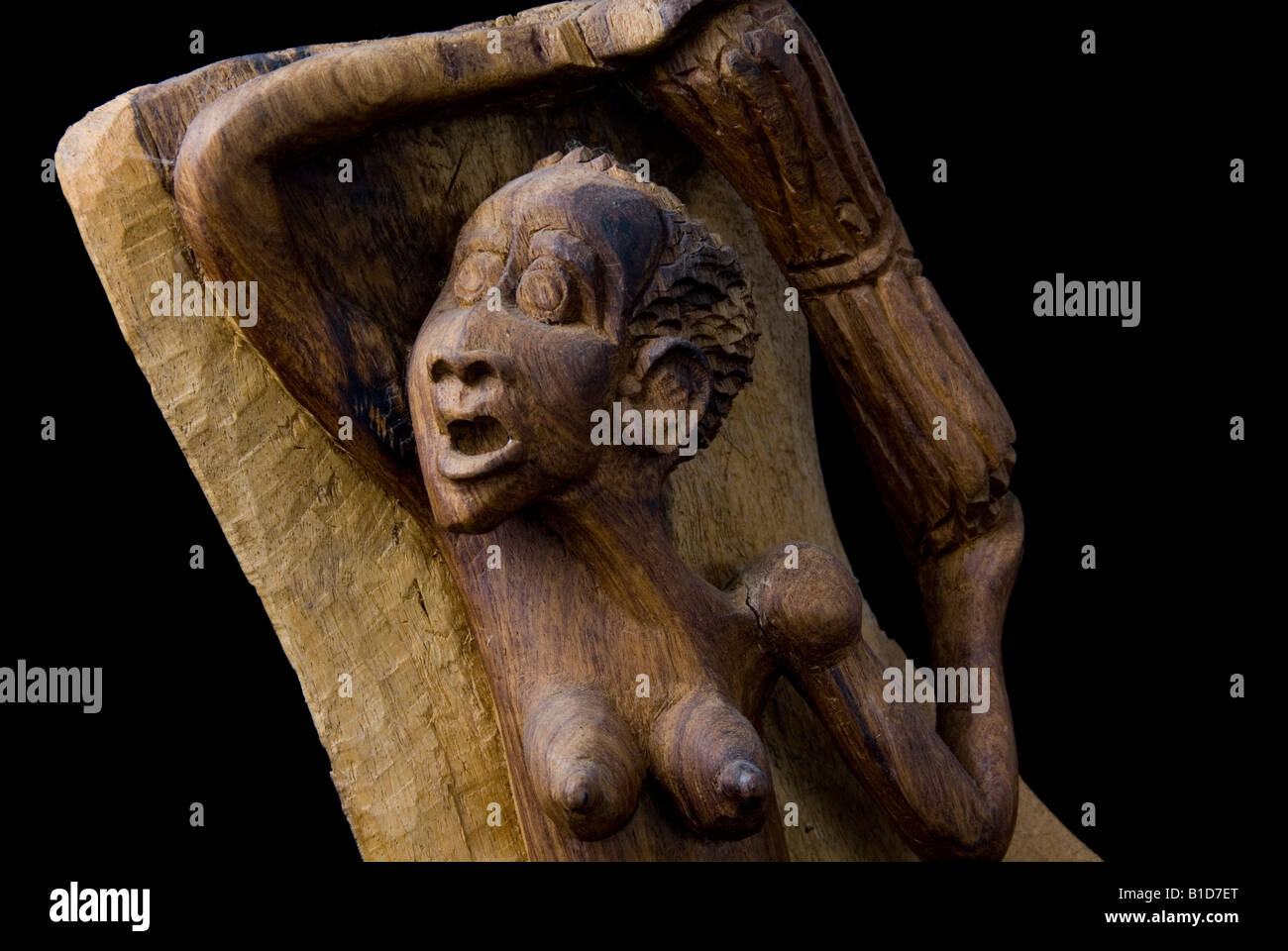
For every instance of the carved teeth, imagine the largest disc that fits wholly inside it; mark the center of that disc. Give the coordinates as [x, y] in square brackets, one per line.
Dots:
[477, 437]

--

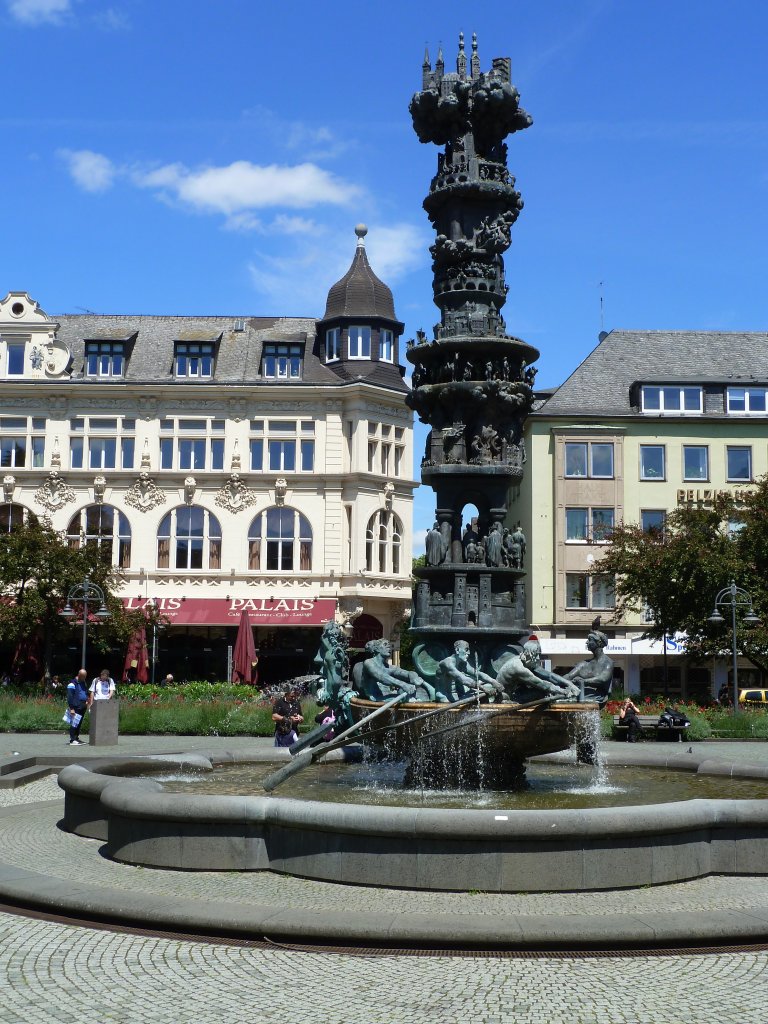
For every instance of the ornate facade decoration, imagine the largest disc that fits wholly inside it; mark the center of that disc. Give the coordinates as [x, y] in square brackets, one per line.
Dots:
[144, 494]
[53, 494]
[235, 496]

--

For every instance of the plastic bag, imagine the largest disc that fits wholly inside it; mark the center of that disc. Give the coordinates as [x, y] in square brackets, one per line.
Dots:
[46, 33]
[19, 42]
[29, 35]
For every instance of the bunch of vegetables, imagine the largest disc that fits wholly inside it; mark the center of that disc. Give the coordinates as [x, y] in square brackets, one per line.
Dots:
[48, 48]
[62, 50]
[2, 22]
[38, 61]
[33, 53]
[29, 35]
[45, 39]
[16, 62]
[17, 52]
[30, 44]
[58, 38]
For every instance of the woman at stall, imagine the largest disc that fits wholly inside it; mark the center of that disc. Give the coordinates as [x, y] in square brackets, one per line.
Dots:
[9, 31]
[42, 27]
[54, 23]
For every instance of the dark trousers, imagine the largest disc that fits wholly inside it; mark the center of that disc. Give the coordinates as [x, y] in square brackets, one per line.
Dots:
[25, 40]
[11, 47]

» Goal of the exercise
Pick out every line in the rows above that contains the word "wholly", and copy each of those lines in full.

» Exercise solution
For every instance of the carved teeth, imagine the largest disc that fits wholly inside it; mark the center of that disc. Give the coordinates as [x, y] in square brackets, one per line.
For every instance of the ornate facade decoration, imagine the largest disc that fits wholly inside it; mark the center of that disc. Give the coordinates as [x, y] in square brackets, one per line.
For every instance of the plastic bag, imagine the largest disc that fits wholly inside it; mark the center of that disc. Give the coordinates as [x, y] in square brackets, one per line.
For every instance of the bunch of vegetables, imagine the largest disc that fits wholly inside it; mark the center of that disc. Give the coordinates as [x, y] in square brackets, one per line.
For every instance of the woman at stall, imagine the largest disc that fits wholly inside it; mark the center of that disc. Give the coordinates as [x, y] in square brackets, one per line.
For every instance of the dark trousers, imagine the largest disc that fits wholly inside it; mark the center of that disc. Give the coordinates as [x, y] in square brackets, one per line.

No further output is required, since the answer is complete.